### What you should do
Could you write out each of the records below exactly?
::: Data to examine :::
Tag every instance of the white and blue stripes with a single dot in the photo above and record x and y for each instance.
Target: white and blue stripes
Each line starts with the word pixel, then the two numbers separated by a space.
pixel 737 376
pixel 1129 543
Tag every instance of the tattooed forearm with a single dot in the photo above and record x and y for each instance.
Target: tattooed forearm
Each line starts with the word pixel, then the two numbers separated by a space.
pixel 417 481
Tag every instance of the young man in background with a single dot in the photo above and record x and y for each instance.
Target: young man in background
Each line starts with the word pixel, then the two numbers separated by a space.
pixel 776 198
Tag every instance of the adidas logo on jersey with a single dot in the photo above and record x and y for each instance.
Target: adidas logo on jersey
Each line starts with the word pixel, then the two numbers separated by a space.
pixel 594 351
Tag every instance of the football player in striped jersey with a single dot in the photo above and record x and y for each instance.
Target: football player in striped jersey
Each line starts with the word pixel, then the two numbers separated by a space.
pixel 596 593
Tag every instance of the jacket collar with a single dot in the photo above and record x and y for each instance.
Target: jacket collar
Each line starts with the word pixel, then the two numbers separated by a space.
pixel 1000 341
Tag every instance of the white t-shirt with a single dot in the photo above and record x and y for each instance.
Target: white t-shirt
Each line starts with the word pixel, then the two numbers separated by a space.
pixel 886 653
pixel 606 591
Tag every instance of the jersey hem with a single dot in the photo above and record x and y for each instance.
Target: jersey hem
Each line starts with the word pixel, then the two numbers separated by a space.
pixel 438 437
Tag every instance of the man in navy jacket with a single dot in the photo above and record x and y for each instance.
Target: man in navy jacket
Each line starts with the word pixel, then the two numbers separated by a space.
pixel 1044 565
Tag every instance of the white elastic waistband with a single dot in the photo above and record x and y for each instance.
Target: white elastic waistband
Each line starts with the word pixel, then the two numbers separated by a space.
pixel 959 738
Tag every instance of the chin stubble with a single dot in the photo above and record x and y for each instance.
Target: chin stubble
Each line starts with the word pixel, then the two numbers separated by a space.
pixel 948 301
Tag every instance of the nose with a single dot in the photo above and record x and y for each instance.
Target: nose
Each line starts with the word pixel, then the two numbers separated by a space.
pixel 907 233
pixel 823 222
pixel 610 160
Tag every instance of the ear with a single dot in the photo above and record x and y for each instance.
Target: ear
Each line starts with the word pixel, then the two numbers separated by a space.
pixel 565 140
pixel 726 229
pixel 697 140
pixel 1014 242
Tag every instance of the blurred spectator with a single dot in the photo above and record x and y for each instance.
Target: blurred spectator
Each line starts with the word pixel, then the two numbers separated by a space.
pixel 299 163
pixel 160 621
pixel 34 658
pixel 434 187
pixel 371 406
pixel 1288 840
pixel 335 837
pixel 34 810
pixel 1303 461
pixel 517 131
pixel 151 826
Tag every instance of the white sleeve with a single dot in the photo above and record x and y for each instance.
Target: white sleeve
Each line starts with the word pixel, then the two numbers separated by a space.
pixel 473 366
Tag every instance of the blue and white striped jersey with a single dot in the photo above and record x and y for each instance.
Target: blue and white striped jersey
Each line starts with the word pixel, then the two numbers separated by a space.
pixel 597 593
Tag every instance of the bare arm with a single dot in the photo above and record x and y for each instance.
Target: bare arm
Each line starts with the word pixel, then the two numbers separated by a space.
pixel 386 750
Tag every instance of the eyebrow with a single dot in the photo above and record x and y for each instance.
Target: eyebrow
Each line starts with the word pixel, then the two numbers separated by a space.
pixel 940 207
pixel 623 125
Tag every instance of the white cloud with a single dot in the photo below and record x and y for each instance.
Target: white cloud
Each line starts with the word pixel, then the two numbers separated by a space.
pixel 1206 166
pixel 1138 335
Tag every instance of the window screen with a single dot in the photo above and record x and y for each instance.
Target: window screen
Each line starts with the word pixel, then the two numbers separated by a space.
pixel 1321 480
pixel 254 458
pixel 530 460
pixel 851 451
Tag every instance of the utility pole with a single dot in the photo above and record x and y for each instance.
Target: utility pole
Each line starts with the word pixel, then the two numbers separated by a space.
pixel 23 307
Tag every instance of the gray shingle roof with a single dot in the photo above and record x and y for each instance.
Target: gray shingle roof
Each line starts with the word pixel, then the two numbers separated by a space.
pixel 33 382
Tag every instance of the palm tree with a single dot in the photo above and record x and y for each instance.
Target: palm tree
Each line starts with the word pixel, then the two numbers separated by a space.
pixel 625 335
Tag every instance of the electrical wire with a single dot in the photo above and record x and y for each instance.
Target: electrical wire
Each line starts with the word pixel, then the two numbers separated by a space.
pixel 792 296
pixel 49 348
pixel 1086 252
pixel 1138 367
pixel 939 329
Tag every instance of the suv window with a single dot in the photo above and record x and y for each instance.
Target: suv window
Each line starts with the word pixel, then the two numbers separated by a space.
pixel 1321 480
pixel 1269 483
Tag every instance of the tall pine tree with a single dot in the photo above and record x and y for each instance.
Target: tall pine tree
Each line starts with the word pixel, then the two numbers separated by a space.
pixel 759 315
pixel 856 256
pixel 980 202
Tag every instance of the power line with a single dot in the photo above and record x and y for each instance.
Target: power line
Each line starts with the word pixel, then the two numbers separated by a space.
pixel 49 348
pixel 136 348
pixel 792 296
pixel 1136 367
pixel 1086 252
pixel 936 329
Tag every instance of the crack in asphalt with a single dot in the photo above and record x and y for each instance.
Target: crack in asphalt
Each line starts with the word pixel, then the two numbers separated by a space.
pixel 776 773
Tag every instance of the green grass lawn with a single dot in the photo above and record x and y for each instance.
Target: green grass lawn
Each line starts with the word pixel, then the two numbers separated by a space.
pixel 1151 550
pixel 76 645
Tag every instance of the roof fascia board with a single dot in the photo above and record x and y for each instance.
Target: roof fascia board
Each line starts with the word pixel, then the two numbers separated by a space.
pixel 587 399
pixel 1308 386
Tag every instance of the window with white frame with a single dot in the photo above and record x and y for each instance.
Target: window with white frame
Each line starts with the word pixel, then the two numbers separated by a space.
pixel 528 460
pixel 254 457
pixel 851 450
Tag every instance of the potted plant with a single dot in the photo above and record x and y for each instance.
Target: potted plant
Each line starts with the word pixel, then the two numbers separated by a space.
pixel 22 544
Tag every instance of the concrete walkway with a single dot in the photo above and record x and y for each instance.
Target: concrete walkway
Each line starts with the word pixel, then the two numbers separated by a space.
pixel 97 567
:::
### Exercise response
Tag every instance of the white and blue stripes with a single dot in the photo above and record x and y for each instance.
Target: white and blue stripes
Each line starts with the word pixel, then the two numbers separated by a space.
pixel 737 376
pixel 1129 543
Tag every instance of the tattooed forearm with a single dot in the photo above and record x and y for each instance.
Target: tattooed forearm
Each line starts with the word pixel, then the two numbers separated by a space.
pixel 417 481
Tag every instance of the young man in background with a single dot in the photo above and record x and y for each instance.
Target: young man in background
Each line starts with the word pixel, then the two numbers separated by a space.
pixel 776 198
Tag every instance of the adidas logo on jersey with a single dot in the photo above and record x and y for each instance.
Target: adidas logo on jersey
Each line starts with the word pixel, then the two numbers separated by a space.
pixel 594 351
Tag every instance of the football player in striped jersey with a single dot in the photo above and record x and y for each instance.
Target: football player in striped jersey
Each line starts with the word pixel, then the two numbers separated by a space.
pixel 596 593
Tag every instance of the jacket collar with a single dot in the photo above and record x and y for each instance.
Target: jacket collar
Each line starts with the word pixel, then the two numbers separated by a space.
pixel 1000 341
Tag every instance of the white t-shirt with a single dot in the photo above and record x and y for each instance.
Target: white t-shirt
Each line starts with the word pixel, then the two numbers separated by a space.
pixel 886 653
pixel 606 591
Tag every instance of the jersey hem with a single dot in the photo above and record x and y for each instance.
Target: jersey hem
Each line starts with the word pixel, then the two numbers separated by a space.
pixel 438 437
Tag every instance of the man in navy jacket with a single dot in the photo above and record x and y for each instance.
Target: man in navy jacket
Each line starts with the word pixel, then the two numbers separated by a space.
pixel 1044 565
Tag every instance of the white elastic waistband with a single dot in the photo above and record x and y for each instance.
Target: white elastic waistband
Each line starts with the word pixel, then the two numbers separated by a space.
pixel 959 738
Tag every instance of the chin stubble with a single dot in the photo above and record x and y for each instance.
Target: chin stubble
Each line starts with the word pixel, then the two numbers separated by a space.
pixel 948 301
Tag every instance of the nose with a single dot in the photo above and record x and y for each instance.
Target: nose
Each line starts with the word pixel, then the two numbers separated by a space.
pixel 907 233
pixel 823 222
pixel 610 160
Tag every instance of the ear with a single dot in the photo above and record x and y for each instance.
Target: ear
Each line starts with the word pixel, then the two numbers separated by a space.
pixel 565 140
pixel 726 229
pixel 697 140
pixel 1014 242
Tag every instance of the blurred spectator with a single dot in the photo above and record x and y for each instance.
Target: blurred spectator
Each line starts with the word pixel, then the two numbers separated by a space.
pixel 299 163
pixel 160 621
pixel 34 658
pixel 434 187
pixel 371 406
pixel 1288 840
pixel 335 837
pixel 34 810
pixel 1303 461
pixel 517 131
pixel 151 826
Tag every instance of the white sleeve with a single dot in the photo above and record x and y for each instance.
Target: white sleeve
Each line starts with the word pixel, then the two numbers separated by a space.
pixel 473 366
Tag every instance of the blue and white striped jersey with a single dot in the photo above and record x and y for each instance.
Target: blue and white striped jersey
Each line starts with the word pixel, then the two numbers separated by a space.
pixel 597 593
Tag every instance of the bare arm with a single dot in the photo above and record x and y for each instance.
Target: bare arm
Each line starts with the word pixel, then the two numbers separated by a space.
pixel 386 750
Tag every instance of the eyebrow with a single dot in the photo above and record x and y for each instance.
Target: eyebrow
Each line starts with the word pixel, then the two numbers separated by a space.
pixel 940 207
pixel 623 125
Tag every instance of the white cloud with a single dot in the photo below and record x and y for each instance.
Target: white cloud
Each line starts with the word pixel, then the two numbers separated by a space.
pixel 1206 166
pixel 1138 335
Tag every instance of the window screen with a single dot in the photo above and record x and y for each instance.
Target: window screen
Each line starts with the word pixel, then the two numbers separated by a space.
pixel 1321 480
pixel 254 458
pixel 530 460
pixel 851 451
Tag every instance of the utility pole with a single dot in the photo above and record x and y for each instance.
Target: utility pole
Each line starts with the word pixel, then the two numbers separated by a space.
pixel 23 307
Tag every instance of the gray shingle roof with a single dot in the photo above and record x and y for each instance.
Target: gray shingle roof
Each line starts with the word pixel, then the two numbers separated by a space.
pixel 33 382
Tag every instance of the palm tree with a single dot in the photo above and record x and y for each instance.
Target: palm tree
Each line starts with the word pixel, then the two numbers separated by a space.
pixel 625 335
Tag every instance of the electrical wire with a single dot in the photo above and record x and y for each instance.
Target: electrical wire
Each line starts with the word pixel, then the two numbers separated by a space.
pixel 792 296
pixel 49 348
pixel 1086 252
pixel 1138 367
pixel 939 329
Tag every instance of the suv window with a single dot in the photo above and record x and y for each instance.
Target: suv window
Each line starts with the word pixel, then the two numbers separated by a space.
pixel 1321 480
pixel 1269 483
Tag every instance of the tall pine tree with a single dot in the photo above and record x and y for each instance.
Target: tall pine tree
Each line starts with the word pixel, then the two numbers separated by a space.
pixel 759 315
pixel 856 256
pixel 980 202
Tag every instance of the power line with a single dot in the photo above and record x and y for each instance.
Target: power line
Each line starts with the word pixel, then the two numbers separated by a space.
pixel 49 348
pixel 136 348
pixel 792 296
pixel 1136 367
pixel 1086 252
pixel 936 329
Tag every instance of the crack in asphalt with a single dot in the photo above and record x and y for each instance.
Target: crack in asphalt
Each line starts with the word pixel, then the two numbers separated by a space.
pixel 776 773
Tag every instance of the green grass lawn with a single dot in the photo above and record x and y for each instance.
Target: green grass lawn
Each line starts with the word pixel, then the two numbers separated by a space.
pixel 1151 550
pixel 76 645
Tag every instance of the roof fascia board with a single dot in the photo above and record x and y for each instance.
Target: roof fascia board
Each line starts with the word pixel, then the two numbers separated by a space.
pixel 587 399
pixel 1308 386
Tag every instance of the window with white frame with a single dot in the photo above and record x and y for each instance.
Target: window with white frame
Each line starts with the word pixel, then the two numbers separated by a space.
pixel 528 460
pixel 254 457
pixel 851 450
Tag every instance of the potted plant with a single dot in the photo above and record x and y for each instance.
Target: potted plant
Each line starts with the word pixel, then the two numbers separated by a space.
pixel 22 544
Tag every instance of the concrete walkway with a single dot in the photo above and record x and y for each instance.
Target: concrete walkway
Each line starts with the word pixel, then the two numbers separated by a space.
pixel 97 567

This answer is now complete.